[Excerpts from a detection dataset]
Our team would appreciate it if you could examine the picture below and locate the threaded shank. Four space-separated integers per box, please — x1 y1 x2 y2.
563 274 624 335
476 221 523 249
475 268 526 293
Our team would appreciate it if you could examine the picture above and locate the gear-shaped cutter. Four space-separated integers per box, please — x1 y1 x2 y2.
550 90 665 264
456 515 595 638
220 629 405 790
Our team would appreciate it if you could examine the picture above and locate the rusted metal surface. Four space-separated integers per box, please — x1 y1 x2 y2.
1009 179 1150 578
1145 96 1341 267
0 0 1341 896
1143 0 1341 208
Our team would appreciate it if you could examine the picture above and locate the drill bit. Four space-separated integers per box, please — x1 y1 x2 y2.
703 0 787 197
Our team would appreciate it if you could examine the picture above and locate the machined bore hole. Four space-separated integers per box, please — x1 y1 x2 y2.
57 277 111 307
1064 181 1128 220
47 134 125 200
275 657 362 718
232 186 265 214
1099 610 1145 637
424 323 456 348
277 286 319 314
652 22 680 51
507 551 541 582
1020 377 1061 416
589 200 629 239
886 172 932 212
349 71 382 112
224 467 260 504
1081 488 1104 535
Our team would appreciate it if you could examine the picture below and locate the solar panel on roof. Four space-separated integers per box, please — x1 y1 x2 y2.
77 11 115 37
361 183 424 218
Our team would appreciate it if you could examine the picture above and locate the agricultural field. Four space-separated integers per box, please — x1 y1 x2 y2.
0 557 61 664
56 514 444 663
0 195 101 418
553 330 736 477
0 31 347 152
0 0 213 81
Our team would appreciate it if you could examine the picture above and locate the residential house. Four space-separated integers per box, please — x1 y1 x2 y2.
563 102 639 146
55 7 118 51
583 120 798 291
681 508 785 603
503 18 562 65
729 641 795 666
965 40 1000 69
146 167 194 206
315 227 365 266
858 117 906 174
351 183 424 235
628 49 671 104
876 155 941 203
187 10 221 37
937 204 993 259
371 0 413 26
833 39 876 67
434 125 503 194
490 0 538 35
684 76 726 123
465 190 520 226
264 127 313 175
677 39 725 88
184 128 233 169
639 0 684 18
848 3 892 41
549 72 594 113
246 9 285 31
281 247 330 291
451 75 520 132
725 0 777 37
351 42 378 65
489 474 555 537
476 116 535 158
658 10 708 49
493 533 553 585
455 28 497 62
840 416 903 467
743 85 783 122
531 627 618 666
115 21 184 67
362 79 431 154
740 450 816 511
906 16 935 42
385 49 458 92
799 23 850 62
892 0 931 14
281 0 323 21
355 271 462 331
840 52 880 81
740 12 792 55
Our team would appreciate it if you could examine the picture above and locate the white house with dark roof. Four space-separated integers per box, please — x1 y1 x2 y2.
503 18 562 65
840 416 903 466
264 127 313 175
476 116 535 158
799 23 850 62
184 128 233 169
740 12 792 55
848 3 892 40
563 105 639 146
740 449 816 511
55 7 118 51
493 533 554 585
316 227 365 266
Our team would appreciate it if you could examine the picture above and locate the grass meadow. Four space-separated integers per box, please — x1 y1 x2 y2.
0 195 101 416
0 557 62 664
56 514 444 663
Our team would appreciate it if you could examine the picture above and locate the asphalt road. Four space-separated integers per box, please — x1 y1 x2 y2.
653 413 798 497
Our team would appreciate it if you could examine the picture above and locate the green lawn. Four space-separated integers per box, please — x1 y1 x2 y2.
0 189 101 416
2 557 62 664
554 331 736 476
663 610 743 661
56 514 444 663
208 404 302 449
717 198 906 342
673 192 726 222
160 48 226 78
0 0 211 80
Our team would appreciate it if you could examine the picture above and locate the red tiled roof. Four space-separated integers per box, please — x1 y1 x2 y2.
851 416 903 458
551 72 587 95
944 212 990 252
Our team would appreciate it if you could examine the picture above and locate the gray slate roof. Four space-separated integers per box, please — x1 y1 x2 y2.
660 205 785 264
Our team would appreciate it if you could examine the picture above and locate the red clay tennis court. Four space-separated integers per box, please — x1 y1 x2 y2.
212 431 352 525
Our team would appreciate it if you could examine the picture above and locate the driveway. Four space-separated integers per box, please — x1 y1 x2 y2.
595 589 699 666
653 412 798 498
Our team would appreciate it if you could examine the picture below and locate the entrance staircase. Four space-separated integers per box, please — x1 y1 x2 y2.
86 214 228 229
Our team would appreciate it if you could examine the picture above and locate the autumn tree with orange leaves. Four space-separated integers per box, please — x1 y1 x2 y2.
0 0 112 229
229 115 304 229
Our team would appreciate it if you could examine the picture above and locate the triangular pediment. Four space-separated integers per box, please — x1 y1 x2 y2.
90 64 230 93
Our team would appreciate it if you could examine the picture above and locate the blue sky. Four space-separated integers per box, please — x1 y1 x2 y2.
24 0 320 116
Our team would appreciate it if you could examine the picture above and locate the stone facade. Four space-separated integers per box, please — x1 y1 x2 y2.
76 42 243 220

* _Given problem_:
Starting at the line that has "the red clay" and stopping after the line that has "24 0 320 116", rewrite those rows with the requests included, scaling every box coordinate in the answers by 2.1. Round each result to a whole number with halves going up, and leave the request wording as it is.

* _Correct response_:
Our team would appreciate it if you could examine the picture above and locate the red clay tennis court. Four space-separated integers per box, please — x1 y1 x2 y2.
445 905 739 1103
Our team would appreciate it if you could examine the picture above and locate the driveway. Four space-separated integers per box, please — x1 y1 x2 y2.
1250 1237 1468 1399
1371 865 1676 1046
Our team would appreciate it if you could examine the picture below and locate the entrance staircase. Four space-separated integers per box, please — x1 y1 x2 y2.
181 449 479 481
Our team would appreciate it if you could examine the picture above and locate the autumn tree with orange leaves. Four space-separated integers per box, please — x1 y1 x2 y2.
0 0 235 481
481 242 638 481
Our team would appreciate it if you could examine the picture above and locate the triangular pediment. Four space-separated integers per box, please — x1 y1 x2 y2.
189 134 483 195
Our team would appreciate it if you could examine the picture above and locate the blue sky. Four space-separated integers per box, please — x1 y1 x2 y2.
50 0 672 244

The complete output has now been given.